## Data entries
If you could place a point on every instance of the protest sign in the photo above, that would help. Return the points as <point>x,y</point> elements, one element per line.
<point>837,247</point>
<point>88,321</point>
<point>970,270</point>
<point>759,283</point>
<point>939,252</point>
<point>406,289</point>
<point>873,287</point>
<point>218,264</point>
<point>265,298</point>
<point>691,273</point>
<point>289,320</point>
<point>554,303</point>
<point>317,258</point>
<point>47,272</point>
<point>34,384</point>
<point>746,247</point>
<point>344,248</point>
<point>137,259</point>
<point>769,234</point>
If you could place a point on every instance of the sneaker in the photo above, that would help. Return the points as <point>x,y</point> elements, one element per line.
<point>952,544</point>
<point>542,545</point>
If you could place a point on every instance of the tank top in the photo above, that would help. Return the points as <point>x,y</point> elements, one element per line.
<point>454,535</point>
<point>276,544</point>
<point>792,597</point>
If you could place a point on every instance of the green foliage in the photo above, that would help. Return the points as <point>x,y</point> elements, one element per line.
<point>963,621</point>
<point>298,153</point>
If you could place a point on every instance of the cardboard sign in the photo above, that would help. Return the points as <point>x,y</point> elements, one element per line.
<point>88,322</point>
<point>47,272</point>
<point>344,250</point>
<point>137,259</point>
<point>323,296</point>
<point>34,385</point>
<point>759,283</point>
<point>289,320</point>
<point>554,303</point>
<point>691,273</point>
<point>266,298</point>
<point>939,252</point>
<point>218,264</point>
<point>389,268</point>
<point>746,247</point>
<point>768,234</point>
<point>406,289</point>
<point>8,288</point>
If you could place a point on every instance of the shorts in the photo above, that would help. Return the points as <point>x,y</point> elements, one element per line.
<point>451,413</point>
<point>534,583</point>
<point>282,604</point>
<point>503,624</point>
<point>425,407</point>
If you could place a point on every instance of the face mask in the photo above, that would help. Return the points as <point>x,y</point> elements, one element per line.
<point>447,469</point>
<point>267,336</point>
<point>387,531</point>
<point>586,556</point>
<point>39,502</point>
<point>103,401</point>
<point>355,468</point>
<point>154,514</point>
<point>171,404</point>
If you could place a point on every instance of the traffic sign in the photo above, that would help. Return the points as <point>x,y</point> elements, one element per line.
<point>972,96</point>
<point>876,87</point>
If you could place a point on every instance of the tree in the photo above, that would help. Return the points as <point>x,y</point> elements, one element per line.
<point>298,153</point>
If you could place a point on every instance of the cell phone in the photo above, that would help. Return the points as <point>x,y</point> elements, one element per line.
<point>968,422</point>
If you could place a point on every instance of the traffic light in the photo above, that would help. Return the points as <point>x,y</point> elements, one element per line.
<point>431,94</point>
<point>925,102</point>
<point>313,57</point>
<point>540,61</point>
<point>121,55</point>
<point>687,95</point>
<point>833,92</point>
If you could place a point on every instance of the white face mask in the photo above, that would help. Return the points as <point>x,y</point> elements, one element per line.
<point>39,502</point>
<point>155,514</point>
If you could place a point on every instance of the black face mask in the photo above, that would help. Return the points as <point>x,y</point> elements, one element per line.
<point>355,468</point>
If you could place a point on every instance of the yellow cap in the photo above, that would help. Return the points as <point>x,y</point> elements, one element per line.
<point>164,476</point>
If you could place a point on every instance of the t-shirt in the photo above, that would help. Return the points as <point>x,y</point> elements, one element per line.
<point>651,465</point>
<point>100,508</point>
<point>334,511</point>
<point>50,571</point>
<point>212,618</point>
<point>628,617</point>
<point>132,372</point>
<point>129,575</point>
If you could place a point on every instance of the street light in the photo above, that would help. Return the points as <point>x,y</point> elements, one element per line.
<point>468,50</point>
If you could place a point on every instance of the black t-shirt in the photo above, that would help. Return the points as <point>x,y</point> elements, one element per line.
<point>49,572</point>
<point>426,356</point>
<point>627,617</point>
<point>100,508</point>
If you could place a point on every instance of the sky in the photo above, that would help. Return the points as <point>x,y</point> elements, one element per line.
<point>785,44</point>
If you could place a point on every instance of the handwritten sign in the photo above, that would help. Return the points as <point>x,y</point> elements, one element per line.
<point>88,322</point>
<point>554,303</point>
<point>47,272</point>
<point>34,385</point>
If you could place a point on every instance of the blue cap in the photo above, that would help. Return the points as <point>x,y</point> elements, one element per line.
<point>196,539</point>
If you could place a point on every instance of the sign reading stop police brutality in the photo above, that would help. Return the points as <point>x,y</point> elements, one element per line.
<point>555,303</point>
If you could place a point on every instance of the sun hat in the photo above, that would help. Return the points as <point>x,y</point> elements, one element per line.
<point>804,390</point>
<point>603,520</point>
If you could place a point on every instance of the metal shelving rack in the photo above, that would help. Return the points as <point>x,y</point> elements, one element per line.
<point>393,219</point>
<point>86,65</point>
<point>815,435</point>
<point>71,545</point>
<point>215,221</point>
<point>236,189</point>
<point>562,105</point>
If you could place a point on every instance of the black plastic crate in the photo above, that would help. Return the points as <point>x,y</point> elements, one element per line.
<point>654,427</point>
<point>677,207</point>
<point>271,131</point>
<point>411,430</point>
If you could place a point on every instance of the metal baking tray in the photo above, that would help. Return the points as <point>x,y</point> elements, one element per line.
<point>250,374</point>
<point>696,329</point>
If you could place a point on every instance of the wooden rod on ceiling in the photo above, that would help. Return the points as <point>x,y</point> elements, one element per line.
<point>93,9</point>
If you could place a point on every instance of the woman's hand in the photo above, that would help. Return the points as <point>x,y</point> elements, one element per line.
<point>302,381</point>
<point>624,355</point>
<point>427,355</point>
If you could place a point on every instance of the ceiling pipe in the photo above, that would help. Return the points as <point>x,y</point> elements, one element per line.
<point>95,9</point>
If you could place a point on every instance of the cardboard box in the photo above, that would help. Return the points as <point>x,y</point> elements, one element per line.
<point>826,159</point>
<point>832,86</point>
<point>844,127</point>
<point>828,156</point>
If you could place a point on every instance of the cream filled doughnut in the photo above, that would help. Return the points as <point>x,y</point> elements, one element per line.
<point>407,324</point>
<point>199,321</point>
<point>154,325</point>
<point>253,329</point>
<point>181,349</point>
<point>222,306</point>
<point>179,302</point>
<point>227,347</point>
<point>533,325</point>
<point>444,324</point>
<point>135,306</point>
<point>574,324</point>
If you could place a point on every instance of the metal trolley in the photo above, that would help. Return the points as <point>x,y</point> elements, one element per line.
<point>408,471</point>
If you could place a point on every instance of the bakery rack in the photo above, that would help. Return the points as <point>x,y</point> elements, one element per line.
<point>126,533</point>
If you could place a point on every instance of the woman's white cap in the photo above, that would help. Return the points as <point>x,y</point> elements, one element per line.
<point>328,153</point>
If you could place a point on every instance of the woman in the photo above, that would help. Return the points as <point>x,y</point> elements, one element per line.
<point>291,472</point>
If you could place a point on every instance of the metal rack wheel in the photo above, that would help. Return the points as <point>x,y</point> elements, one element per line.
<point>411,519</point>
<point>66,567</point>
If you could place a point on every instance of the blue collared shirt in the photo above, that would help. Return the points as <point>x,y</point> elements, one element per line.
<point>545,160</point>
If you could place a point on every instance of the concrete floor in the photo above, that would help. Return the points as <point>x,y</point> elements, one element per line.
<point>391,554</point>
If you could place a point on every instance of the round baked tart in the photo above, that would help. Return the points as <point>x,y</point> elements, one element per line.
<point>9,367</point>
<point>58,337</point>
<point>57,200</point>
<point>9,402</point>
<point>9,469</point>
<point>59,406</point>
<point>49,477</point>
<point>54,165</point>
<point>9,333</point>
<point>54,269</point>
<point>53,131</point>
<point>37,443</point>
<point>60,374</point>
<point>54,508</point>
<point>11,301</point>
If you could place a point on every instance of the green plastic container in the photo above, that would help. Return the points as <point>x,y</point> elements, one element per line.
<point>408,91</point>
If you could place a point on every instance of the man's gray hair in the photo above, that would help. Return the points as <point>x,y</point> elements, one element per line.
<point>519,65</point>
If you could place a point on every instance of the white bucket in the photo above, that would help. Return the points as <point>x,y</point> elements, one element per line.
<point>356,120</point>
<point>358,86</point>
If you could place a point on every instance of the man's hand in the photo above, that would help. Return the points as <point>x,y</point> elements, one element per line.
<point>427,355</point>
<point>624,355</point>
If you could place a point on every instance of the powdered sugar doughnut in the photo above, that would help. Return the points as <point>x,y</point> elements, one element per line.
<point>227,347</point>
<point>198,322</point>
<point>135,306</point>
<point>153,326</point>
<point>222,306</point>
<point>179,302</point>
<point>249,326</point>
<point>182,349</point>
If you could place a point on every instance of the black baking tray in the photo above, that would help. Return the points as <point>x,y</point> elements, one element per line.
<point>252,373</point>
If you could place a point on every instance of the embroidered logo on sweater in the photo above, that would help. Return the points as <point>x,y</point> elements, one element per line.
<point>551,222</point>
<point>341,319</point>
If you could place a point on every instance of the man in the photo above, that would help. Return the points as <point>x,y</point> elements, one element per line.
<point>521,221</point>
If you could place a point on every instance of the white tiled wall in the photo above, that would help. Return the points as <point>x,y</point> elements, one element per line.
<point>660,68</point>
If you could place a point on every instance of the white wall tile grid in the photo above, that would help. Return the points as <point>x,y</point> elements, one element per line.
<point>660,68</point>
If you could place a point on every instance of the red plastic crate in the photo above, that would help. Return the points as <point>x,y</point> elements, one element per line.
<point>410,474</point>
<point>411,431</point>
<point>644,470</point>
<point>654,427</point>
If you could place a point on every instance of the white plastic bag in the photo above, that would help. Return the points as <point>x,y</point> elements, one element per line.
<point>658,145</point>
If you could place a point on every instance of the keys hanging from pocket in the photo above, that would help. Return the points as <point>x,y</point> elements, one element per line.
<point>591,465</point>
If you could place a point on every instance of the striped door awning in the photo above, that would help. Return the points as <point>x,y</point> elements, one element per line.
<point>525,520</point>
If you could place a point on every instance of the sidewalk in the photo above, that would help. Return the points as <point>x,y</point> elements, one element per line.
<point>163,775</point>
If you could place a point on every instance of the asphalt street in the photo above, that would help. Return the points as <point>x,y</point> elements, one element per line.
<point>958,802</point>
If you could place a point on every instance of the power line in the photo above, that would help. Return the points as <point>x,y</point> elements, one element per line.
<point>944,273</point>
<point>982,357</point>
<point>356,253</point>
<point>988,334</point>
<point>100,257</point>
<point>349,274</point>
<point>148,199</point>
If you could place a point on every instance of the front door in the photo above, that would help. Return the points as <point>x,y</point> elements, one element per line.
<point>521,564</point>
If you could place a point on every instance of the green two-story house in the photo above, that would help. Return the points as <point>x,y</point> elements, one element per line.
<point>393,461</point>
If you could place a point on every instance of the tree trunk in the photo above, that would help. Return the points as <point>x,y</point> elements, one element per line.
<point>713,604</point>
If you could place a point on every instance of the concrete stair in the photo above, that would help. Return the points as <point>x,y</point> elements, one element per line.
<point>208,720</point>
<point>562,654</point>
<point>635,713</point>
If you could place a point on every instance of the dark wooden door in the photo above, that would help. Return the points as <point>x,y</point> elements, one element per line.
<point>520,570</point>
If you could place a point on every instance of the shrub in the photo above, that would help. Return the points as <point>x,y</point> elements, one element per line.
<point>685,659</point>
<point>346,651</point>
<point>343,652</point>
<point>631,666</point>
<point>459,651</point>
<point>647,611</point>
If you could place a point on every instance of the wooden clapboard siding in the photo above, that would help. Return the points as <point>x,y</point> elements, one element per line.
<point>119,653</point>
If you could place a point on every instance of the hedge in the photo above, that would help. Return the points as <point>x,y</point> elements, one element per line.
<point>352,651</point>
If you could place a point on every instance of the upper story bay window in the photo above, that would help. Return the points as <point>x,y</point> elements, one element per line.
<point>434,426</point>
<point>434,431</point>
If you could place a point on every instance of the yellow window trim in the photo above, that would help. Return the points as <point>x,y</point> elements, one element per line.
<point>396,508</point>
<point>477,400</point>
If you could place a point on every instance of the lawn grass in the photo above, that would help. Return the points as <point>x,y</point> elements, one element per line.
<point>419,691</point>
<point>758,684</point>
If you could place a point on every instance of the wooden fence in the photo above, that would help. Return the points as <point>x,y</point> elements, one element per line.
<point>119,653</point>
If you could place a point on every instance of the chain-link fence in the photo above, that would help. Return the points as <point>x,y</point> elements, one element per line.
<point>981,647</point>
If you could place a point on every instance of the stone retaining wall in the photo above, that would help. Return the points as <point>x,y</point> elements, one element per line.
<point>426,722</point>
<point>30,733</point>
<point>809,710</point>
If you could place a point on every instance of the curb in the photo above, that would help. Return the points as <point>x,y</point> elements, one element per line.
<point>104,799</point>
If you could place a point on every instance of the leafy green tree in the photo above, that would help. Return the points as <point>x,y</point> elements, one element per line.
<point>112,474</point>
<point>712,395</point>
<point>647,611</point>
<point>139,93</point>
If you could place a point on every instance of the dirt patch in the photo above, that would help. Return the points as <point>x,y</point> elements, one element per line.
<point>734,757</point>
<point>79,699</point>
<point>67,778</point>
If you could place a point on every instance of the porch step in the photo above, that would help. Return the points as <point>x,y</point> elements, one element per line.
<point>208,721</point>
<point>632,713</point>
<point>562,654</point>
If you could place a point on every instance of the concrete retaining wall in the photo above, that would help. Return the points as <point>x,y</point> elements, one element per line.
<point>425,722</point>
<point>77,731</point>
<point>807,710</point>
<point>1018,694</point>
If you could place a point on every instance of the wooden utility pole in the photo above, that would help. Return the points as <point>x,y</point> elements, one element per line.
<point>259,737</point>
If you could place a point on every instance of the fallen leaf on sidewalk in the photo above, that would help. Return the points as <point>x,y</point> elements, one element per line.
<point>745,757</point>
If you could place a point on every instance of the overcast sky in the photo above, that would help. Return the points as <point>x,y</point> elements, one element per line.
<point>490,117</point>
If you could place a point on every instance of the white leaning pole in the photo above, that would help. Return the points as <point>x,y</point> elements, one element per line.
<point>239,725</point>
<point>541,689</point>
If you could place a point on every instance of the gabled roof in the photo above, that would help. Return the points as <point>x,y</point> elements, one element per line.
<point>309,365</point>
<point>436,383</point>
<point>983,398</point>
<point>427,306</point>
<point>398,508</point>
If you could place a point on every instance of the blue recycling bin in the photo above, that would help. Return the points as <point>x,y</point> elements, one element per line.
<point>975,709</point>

## TO DO
Write out the lines above exactly as they appear, everything from the line containing "the white plastic" down to the line containing "<point>658,145</point>", including both of those lines.

## SOLUTION TO THIS PROBLEM
If you could place a point on every instance of the white plastic bag in the photo above, that would help. Return the points as <point>x,y</point> elements, one element per line.
<point>658,145</point>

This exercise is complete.